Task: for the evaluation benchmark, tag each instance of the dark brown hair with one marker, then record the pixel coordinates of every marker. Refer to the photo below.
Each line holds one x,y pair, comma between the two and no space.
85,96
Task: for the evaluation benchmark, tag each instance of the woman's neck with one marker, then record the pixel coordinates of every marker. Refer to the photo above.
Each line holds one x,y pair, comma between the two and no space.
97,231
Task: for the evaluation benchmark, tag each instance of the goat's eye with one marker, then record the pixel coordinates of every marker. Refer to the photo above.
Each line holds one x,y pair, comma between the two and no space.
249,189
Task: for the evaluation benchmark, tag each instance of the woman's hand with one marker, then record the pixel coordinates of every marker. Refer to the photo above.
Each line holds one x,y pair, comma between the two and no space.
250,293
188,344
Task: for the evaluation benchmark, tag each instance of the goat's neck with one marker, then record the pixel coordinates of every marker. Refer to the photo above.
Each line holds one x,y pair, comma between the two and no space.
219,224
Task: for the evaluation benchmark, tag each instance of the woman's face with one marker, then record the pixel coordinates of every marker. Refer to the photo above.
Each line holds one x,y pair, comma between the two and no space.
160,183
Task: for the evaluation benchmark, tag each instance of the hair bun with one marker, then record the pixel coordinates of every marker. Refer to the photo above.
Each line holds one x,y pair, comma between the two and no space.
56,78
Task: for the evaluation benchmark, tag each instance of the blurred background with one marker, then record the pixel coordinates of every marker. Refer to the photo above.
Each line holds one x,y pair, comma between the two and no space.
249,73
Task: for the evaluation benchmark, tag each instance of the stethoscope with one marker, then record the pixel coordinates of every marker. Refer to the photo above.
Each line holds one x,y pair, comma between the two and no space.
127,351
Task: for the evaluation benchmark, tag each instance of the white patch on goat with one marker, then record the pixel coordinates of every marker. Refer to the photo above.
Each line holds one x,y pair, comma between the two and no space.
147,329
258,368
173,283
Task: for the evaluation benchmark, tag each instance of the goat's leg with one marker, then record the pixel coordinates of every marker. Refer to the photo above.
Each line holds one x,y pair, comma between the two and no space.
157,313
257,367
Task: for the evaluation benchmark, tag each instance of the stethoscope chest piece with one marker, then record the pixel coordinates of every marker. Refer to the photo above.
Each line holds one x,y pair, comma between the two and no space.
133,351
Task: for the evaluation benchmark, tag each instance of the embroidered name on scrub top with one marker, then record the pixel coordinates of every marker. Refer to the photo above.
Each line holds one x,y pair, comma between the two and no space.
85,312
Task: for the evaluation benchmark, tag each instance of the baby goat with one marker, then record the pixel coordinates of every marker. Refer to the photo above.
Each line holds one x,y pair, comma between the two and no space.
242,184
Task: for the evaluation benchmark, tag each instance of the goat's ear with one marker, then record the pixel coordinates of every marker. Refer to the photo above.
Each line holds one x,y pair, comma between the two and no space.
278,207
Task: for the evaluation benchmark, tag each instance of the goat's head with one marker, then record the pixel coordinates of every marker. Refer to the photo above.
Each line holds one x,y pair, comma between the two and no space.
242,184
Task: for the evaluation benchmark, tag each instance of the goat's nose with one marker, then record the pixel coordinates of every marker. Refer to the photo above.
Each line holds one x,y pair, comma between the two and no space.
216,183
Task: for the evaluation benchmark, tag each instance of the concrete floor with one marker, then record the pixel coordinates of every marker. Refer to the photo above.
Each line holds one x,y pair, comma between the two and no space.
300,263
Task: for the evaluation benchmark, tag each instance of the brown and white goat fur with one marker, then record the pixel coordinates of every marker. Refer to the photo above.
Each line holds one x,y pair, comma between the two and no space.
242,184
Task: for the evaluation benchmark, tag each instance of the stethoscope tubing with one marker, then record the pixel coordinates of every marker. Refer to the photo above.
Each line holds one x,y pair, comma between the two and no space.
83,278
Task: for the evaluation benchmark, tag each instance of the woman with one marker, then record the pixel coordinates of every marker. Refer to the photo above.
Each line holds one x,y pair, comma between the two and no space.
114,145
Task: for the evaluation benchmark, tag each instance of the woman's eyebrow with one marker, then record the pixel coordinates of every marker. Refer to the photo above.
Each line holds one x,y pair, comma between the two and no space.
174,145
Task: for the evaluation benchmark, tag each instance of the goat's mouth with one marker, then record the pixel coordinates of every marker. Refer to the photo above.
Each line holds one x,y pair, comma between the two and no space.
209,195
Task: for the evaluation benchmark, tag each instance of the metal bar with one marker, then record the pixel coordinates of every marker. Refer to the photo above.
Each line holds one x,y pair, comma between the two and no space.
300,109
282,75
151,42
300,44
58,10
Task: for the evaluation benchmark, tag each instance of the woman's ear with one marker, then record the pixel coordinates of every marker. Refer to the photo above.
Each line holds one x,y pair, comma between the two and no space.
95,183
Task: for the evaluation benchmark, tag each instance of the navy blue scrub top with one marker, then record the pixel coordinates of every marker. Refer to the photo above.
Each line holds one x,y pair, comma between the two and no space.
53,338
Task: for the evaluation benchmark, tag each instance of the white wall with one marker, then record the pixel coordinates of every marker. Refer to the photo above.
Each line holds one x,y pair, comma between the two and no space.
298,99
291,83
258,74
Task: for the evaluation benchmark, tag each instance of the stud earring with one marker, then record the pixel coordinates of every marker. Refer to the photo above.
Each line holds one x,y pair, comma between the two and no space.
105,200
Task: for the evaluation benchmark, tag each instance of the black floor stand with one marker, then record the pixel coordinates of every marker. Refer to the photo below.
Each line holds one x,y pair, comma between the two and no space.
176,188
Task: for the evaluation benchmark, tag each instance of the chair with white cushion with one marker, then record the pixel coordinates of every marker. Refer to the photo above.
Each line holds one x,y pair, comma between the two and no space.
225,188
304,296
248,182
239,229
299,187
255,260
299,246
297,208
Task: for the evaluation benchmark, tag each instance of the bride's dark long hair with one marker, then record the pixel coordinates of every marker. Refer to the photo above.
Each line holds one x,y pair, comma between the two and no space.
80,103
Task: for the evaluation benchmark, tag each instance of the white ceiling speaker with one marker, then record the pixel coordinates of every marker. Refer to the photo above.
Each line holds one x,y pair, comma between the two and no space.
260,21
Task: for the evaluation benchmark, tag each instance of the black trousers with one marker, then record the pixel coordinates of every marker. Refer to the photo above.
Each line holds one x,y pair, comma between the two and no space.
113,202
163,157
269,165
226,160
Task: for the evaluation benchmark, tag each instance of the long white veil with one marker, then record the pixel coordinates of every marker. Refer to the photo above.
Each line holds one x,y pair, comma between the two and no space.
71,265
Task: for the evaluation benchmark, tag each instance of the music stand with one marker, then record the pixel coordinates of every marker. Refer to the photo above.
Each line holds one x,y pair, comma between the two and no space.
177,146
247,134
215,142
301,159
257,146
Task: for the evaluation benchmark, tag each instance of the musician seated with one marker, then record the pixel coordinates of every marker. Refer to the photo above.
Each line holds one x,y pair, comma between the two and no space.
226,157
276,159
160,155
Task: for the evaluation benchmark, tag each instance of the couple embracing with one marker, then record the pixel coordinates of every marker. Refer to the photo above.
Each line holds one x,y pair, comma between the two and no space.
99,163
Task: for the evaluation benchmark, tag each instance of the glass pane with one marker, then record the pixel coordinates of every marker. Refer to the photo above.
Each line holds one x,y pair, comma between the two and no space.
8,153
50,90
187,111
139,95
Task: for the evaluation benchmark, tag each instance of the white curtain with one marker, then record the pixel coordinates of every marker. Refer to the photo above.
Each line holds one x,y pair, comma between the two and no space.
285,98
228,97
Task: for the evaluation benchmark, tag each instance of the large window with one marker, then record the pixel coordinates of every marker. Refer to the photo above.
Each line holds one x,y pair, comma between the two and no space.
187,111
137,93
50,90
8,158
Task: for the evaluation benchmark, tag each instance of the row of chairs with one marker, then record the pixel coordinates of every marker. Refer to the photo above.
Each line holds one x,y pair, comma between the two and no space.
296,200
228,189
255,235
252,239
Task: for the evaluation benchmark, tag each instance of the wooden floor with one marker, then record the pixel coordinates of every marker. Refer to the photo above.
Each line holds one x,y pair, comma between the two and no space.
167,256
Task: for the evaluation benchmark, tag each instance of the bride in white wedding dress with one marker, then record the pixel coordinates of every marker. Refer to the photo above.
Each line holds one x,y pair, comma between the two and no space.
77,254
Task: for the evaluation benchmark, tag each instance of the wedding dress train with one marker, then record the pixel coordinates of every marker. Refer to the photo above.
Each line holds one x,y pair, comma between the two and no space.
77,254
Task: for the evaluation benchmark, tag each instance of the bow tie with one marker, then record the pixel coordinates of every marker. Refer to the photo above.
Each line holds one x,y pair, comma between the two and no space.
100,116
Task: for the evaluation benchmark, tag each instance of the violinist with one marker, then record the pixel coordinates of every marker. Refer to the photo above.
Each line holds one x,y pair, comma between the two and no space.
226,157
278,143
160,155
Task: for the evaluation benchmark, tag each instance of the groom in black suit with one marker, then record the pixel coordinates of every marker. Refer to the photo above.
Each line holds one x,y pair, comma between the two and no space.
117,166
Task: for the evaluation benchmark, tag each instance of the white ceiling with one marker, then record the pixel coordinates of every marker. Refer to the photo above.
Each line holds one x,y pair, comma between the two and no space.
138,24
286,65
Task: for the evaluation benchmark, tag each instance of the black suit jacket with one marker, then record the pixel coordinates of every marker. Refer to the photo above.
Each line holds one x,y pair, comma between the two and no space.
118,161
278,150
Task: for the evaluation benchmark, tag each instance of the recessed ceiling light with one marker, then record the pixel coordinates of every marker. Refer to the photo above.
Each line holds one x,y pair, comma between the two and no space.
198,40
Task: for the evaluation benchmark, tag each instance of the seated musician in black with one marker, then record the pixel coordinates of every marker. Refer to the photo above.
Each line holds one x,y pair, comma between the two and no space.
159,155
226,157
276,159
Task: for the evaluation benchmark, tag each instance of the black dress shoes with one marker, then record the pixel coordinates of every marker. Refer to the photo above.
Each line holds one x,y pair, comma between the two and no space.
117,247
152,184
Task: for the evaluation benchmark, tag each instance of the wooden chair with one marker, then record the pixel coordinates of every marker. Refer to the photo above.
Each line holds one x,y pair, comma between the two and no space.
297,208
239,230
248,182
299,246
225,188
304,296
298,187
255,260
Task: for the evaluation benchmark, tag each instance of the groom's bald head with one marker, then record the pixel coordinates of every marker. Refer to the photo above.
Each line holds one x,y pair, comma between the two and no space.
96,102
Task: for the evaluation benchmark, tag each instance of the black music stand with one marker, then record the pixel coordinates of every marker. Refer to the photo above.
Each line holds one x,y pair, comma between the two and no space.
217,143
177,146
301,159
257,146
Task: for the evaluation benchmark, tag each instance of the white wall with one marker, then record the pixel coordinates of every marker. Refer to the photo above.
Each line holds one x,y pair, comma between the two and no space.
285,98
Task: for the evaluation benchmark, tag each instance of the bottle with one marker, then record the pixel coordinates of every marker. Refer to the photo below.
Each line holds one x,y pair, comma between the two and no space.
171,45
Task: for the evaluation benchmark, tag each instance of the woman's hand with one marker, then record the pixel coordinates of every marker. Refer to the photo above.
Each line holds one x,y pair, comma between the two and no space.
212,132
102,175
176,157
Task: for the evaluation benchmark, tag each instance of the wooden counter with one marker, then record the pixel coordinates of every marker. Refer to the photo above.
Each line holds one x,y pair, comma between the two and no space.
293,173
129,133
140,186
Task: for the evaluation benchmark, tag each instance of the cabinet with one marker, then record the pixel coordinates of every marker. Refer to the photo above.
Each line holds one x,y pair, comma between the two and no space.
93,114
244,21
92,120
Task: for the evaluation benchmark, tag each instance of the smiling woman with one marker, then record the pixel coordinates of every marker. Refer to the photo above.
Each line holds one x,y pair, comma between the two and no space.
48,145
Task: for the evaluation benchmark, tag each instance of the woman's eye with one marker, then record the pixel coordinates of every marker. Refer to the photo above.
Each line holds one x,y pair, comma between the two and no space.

----------

__TASK GOAL__: Please retype, exactly as written, every line from the line containing "the wooden counter" through the last line of the records above, including both of those lines, and nothing else.

__REPLY TO THE EXERCISE__:
Task: for the evaluation benchmark, tag each instance of the wooden counter with one marker, then record the pixel coordinates of every marker. Refer to the photo above.
Each line holds one x,y pair, comma between the two and no space.
293,173
129,133
140,186
Task: for the evaluation benchmark, tag each instance of the cabinet with one marker, then record the pixel coordinates of every marker. Refer to the photo above.
Each line holds one x,y pair, comma between the two and no space.
93,114
244,21
92,120
Task: for the evaluation benchmark, tag each instance of the smiling woman with one marker, then record the pixel coordinates of every marker. Refer to the photo above.
Each line holds one x,y pair, comma between the two and no space.
48,145
Task: for the evaluation benchmark, tag each instance of the woman's eye with one marker, then record the pixel coordinates of every marker. Refer to the photo above.
Each line holds one x,y pair, comma between the two and no space.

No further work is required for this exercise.